TRECHO FORNECIDO:
++++++++++
O ataque de 1898 não foi encoberto. Universidades, escolas e prédios públicos em todo o Estado receberam o nome de instigadores da insurreição.
Mais tarde, os homens afirmariam ter participado do ataque para aumentar seu status no Partido Democrata.
Com o passar das décadas, os livros de história começaram a alegar que o ataque foi, na verdade, uma rebelião racial iniciada pela população negra e reprimida por cidadãos brancos.
“Mesmo depois do massacre, muitas dessas pessoas que participaram e orquestraram a insurreição foram imortalizadas — estátuas e edifícios por todo o país receberam seus nomes, sobretudo na Carolina do Norte”, diz Everett.
Charles Aycock, um dos organizadores da campanha eleitoral pela supremacia branca, se tornou governador da Carolina do Norte em 1901. Sua estátua está agora no Capitólio, que os manifestantes invadiram em 6 de janeiro.
++++++++++
REQUISITO 1:
Responda com base no trecho sobre o ataque de 1898:
(a) Que cargo Charles Aycock assumiu em 1901?
(b) Com que objetivo os homens afirmariam mais tarde ter participado do ataque?
(c) Como os livros de história passaram a descrever o ataque com o passar das décadas?
REQUISITO 2:
Continue o trecho sobre o ataque de 1898 a partir da última frase apresentada.
++++++++++
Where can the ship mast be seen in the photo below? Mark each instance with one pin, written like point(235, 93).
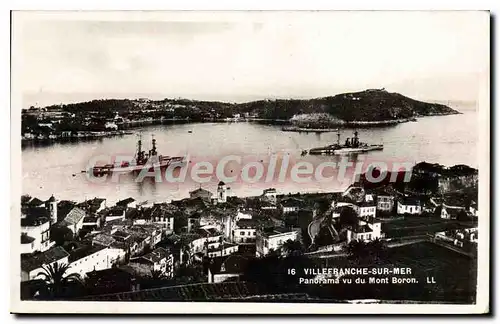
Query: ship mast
point(153, 149)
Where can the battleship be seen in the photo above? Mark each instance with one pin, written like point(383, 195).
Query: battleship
point(141, 161)
point(351, 145)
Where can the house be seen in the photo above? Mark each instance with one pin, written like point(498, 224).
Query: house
point(91, 222)
point(385, 201)
point(270, 195)
point(74, 220)
point(222, 190)
point(224, 268)
point(35, 230)
point(245, 231)
point(291, 205)
point(367, 209)
point(115, 213)
point(266, 241)
point(86, 258)
point(201, 193)
point(222, 249)
point(103, 239)
point(32, 265)
point(160, 259)
point(448, 212)
point(127, 203)
point(154, 232)
point(111, 280)
point(366, 230)
point(409, 205)
point(242, 214)
point(93, 206)
point(473, 209)
point(205, 238)
point(162, 215)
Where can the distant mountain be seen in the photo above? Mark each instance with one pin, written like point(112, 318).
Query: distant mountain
point(368, 105)
point(364, 106)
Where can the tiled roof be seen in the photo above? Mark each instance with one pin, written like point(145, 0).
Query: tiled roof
point(363, 229)
point(74, 216)
point(191, 292)
point(35, 261)
point(25, 239)
point(84, 251)
point(34, 216)
point(103, 239)
point(63, 208)
point(410, 201)
point(367, 204)
point(125, 202)
point(156, 255)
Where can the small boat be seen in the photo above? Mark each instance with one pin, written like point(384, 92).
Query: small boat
point(351, 146)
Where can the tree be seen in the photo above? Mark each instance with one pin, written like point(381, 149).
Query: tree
point(60, 234)
point(348, 217)
point(56, 279)
point(357, 249)
point(377, 248)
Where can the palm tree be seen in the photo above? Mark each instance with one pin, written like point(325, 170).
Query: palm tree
point(56, 280)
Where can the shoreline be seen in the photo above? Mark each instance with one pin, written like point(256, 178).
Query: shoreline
point(126, 127)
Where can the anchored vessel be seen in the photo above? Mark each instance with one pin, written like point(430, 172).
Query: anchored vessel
point(141, 161)
point(308, 130)
point(352, 145)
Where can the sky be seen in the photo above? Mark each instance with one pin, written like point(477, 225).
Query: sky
point(76, 56)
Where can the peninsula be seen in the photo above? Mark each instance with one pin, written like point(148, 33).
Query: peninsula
point(370, 107)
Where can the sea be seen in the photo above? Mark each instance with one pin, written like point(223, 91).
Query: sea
point(56, 168)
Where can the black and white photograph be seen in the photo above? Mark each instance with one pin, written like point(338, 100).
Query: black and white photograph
point(250, 161)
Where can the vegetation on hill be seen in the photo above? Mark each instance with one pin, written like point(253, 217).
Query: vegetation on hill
point(368, 105)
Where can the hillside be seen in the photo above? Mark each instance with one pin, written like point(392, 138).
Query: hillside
point(369, 105)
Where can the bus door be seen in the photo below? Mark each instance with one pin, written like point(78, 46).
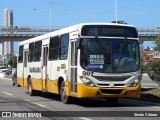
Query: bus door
point(44, 74)
point(73, 67)
point(24, 84)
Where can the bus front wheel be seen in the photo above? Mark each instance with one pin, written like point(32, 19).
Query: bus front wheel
point(64, 98)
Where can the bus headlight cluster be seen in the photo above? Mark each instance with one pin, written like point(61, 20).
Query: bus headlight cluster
point(134, 82)
point(87, 81)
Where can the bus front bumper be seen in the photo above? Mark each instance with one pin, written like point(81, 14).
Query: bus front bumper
point(124, 92)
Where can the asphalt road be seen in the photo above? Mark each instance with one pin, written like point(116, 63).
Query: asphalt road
point(16, 99)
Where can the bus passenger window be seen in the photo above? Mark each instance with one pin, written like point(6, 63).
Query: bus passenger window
point(64, 46)
point(31, 52)
point(20, 57)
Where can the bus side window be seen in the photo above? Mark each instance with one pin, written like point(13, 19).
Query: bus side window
point(20, 57)
point(37, 51)
point(54, 48)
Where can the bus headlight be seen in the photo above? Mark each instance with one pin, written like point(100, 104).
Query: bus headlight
point(87, 81)
point(134, 82)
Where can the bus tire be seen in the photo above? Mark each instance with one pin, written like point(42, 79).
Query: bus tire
point(64, 98)
point(31, 92)
point(111, 101)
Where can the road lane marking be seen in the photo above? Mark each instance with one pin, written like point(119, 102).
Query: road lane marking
point(7, 93)
point(84, 118)
point(144, 103)
point(36, 103)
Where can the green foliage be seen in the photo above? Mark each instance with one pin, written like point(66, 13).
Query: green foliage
point(143, 68)
point(153, 70)
point(157, 43)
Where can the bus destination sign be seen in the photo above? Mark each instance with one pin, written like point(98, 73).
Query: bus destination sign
point(109, 31)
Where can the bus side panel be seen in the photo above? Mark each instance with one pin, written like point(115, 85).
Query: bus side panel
point(20, 74)
point(25, 82)
point(52, 83)
point(20, 81)
point(127, 92)
point(53, 86)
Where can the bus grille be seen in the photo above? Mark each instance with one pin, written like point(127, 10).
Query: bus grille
point(109, 91)
point(108, 78)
++++++++++
RESULTADO FINAL 1:
(a) Tornou-se governador da Carolina do Norte.
(b) Para aumentar seu status no Partido Democrata.
(c) Como uma rebelião racial iniciada pela população negra e reprimida por cidadãos brancos.

RESULTADO FINAL 2:
Everett está filmando uma sequência do documentário para analisar como Wilmington está enfrentando seu passado.
Segundo ele, muitos líderes locais estão trabalhando para “trazer a cidade de Wilmington de volta ao espírito de 1897, quando havia esse movimento de fusão de brancos e negros trabalhando juntos e fazendo de Wilmington um exemplo do que o novo sul poderia ter sido depois da Guerra Civil.”
“Wilmington foi um modelo para o movimento pela supremacia branca com a insurreição”, afirma. “Mas agora Wilmington também pode ser um modelo para mostrar como podemos trabalhar juntos e superar a mancha da supremacia branca.”